Le secret de "Charlie"

par Jacques-Alain Miller

De Paris, mercredi 14 janvier 2015 à 8 heures

En Argentine, la fiente de colombe porte chance. C’est ce que m’apprend mon amie Graciela, qui se dore à la plage : "Acá, si a uno lo caga una paloma, significa buena suerte." Acceptons-en l’augure. On sait que le président croit à sa bonne étoile. En somme, nous sommes dans la merde, c’est bon signe.

Graciela, qui a lu mes cours, se demande si cette fiente ne serait pas une "réponse du réel", une manifestation des dieux. Les Romains, si superstitieux, n’auraient pas manqué de le croire. Et n’oublions pas que Jésus, une fois baptisé, vit le ciel s’ouvrir, "et l’Esprit saint descendit sur lui sous une forme corporelle, comme une colombe" (Luc, III, 21). Un caca divin aurait-il dimanche dernier fait office de Sainte Ampoule ? Le boulevard Voltaire de cathédrale de Reims ? Le président de la République serait-il maintenant l’oint du Seigneur ?

● ● ● ●

• Tâches à réaliser
**a)** Transcrivez le passage du texte sur la fiente de colombe en partant de « En Argentine, la » et en allant jusqu'à « l’oint du Seigneur ? » inclus.
**b)** Poursuivez le texte sur la fiente de colombe après sa dernière phrase.

• Données fournies
● ● ● ●

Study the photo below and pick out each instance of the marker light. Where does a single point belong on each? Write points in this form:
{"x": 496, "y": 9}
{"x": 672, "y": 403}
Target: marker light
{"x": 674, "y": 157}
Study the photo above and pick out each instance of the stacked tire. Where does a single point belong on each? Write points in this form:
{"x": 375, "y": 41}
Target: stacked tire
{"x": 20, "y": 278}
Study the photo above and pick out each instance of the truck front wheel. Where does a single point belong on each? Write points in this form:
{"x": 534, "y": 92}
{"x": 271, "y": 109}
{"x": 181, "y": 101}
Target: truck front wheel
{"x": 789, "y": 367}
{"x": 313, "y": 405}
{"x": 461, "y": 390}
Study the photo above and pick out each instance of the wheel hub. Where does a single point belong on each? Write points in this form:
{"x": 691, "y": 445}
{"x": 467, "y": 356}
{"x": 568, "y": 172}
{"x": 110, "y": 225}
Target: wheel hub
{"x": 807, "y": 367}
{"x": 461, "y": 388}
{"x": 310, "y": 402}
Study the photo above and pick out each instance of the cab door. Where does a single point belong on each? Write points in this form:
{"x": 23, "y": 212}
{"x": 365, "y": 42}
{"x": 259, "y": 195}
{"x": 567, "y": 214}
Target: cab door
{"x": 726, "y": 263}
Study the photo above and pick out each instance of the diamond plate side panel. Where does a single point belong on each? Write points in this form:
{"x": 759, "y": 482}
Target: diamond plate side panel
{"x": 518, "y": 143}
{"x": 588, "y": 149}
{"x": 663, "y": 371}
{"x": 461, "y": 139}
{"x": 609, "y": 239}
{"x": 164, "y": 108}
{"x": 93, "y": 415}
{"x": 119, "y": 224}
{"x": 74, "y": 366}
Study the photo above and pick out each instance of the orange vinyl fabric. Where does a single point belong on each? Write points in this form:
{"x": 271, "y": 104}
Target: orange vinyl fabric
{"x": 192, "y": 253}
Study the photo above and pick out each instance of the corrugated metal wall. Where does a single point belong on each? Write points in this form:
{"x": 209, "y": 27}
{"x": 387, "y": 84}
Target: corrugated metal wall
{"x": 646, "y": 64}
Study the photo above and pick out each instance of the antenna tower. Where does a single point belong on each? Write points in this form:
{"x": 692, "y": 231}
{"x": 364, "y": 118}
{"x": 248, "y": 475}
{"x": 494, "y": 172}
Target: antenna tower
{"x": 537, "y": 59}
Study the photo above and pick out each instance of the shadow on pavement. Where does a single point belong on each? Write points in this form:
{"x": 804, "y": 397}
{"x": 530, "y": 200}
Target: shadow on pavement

● ● ● ●

• Réponses attendues
**a)**
En Argentine, la fiente de colombe porte chance. C’est ce que m’apprend mon amie Graciela, qui se dore à la plage : "Acá, si a uno lo caga una paloma, significa buena suerte." Acceptons-en l’augure. On sait que le président croit à sa bonne étoile. En somme, nous sommes dans la merde, c’est bon signe.

Graciela, qui a lu mes cours, se demande si cette fiente ne serait pas une "réponse du réel", une manifestation des dieux. Les Romains, si superstitieux, n’auraient pas manqué de le croire. Et n’oublions pas que Jésus, une fois baptisé, vit le ciel s’ouvrir, "et l’Esprit saint descendit sur lui sous une forme corporelle, comme une colombe" (Luc, III, 21). Un caca divin aurait-il dimanche dernier fait office de Sainte Ampoule ? Le boulevard Voltaire de cathédrale de Reims ? Le président de la République serait-il maintenant l’oint du Seigneur ?

**b)**
Honorer la pulsion

Les affinités du Saint-Esprit avec l’objet anal ne sont plus à découvrir. Lacan, non committal, cite l’article d’Ernest Jones sur la fécondation de la Vierge par l’oreille, qui donne ledit Saint-Esprit pour l’analogon du pet. Nul blasphème : la thèse est anatomiquement fondée, dès lors que la bouche et le canal anal se répondent comme les deux extrémités du tube digestif. Le souffle spirituel est parent du gaz intestinal, la parole s’apparie à l’excrément.

On voit que la psychanalyse dans ses vertes années n’était pas sans affinité, et réciproquement, avec l’esprit de la bande à Charlie. La scatologie est le plus pur de son inspiration depuis le Hara-Kiri du professeur Choron. Le fil traverse ses divers avatars, anarchiste, écolo, gauchiste, néoconservateur. "Journal bête et méchant" ? "Journal irresponsable" ? Ce sont des approximations. Ce dont il s’agit en vérité, c’est ceci : Charlie a une mission en ce monde, c’est de révoquer toute sublimation pour honorer la pulsion.

À ce titre, cette petite feuille — qui n’est pas feuille de vigne, on l’aura compris — a sa place dans l’histoire des moeurs. Chaussons nos bottes de sept lieues afin de parcourir vaillamment la suite des siècles. En accéléré, comme dans une bande dessinée.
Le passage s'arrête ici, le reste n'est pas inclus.